**Passage provided**
Re: [PATCH 2/2] md/raid10: handle replacement devices in fix_recovery_read_error

From: Yu Kuai
Date: Mon Jul 10 2023 - 09:00:44 EST


Hi,

在 2023/07/07 16:33, Song Liu 写道:
On Tue, Jun 27, 2023 at 11:42 AM <linan666@xxxxxxxxxxxxxxx> wrote:

From: Li Nan <linan122@xxxxxxxxxx>

In fix_recovery_read_error(), the handling of replacement devices is
missing. Add it. If io error is from replacement, error this device
directly. If io error is from other device, just set badblocks for
replacement.

Signed-off-by: Li Nan <linan122@xxxxxxxxxx>
---
drivers/md/raid10.c | 10 ++++++++--
1 file changed, 8 insertions(+), 2 deletions(-)

diff --git a/drivers/md/raid10.c b/drivers/md/raid10.c
index 5105273f60e9..6d9025089455 100644
--- a/drivers/md/raid10.c
+++ b/drivers/md/raid10.c
@@ -2551,7 +2551,7 @@ static void fix_recovery_read_error(struct r10bio *r10_bio)

while (sectors) {
int s = sectors;
- struct md_rdev *rdev;
+ struct md_rdev *rdev, *repl;
sector_t addr;
int ok;

@@ -2559,6 +2559,7 @@ static void fix_recovery_read_error(struct r10bio *r10_bio)
s = PAGE_SIZE >> 9;

rdev = conf->mirrors[dr].rdev;
+ repl = conf->mirrors[dw].replacement;
addr = r10_bio->devs[0].addr + sect,
ok = sync_page_io(rdev,
addr,
@@ -2580,6 +2581,9 @@ static void fix_recovery_read_error(struct r10bio *r10_bio)
set_bit(MD_RECOVERY_NEEDED,
&rdev->mddev->recovery);
}
+ if (repl && !sync_page_io(repl, addr, s << 9,
+ pages[idx], REQ_OP_WRITE, false))

**Information provided**
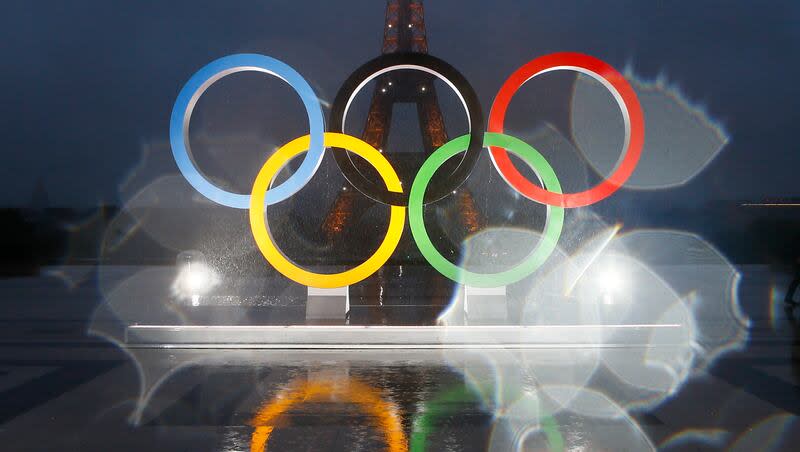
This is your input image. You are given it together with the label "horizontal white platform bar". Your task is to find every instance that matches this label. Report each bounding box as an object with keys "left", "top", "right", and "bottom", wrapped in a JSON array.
[{"left": 125, "top": 324, "right": 685, "bottom": 349}]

**What you need to do**
a – Can you set down everything in the raid10 patch email from "In fix_recovery_read_error(), the" down to "insertions(+), 2 deletions(-)", copied word for word?
b – Can you carry the md/raid10 patch thread further, picking up right after its last line?

**Exercise results**
a –
In fix_recovery_read_error(), the handling of replacement devices is
missing. Add it. If io error is from replacement, error this device
directly. If io error is from other device, just set badblocks for
replacement.

Signed-off-by: Li Nan <linan122@xxxxxxxxxx>
---
drivers/md/raid10.c | 10 ++++++++--
1 file changed, 8 insertions(+), 2 deletions(-)

b –
+ md_error(mddev, repl);
}
if (!ok) {
/* We don't worry if we cannot set a bad block -
@@ -2592,7 +2596,9 @@ static void fix_recovery_read_error(struct r10bio *r10_bio)
/* need bad block on destination too */
rdev = conf->mirrors[dw].rdev;
addr = r10_bio->devs[1].addr + sect;
- if (!rdev_set_badblocks(rdev, addr, s, 0)) {
+ if (!rdev_set_badblocks(rdev, addr, s, 0) ||
+ (repl &&
+ !rdev_set_badblocks(repl, addr, s, 0))) {

Do we really want this in the if () statement? Shall we always set
badblock on both rdev and repl?

I think this is wrong to set repl badblocks inside this, because if
setting badblocks for rdev failed, repl is still not handled.

By the way, I think it's better to at least try to read from all
possible copies before setting badblocks for repl.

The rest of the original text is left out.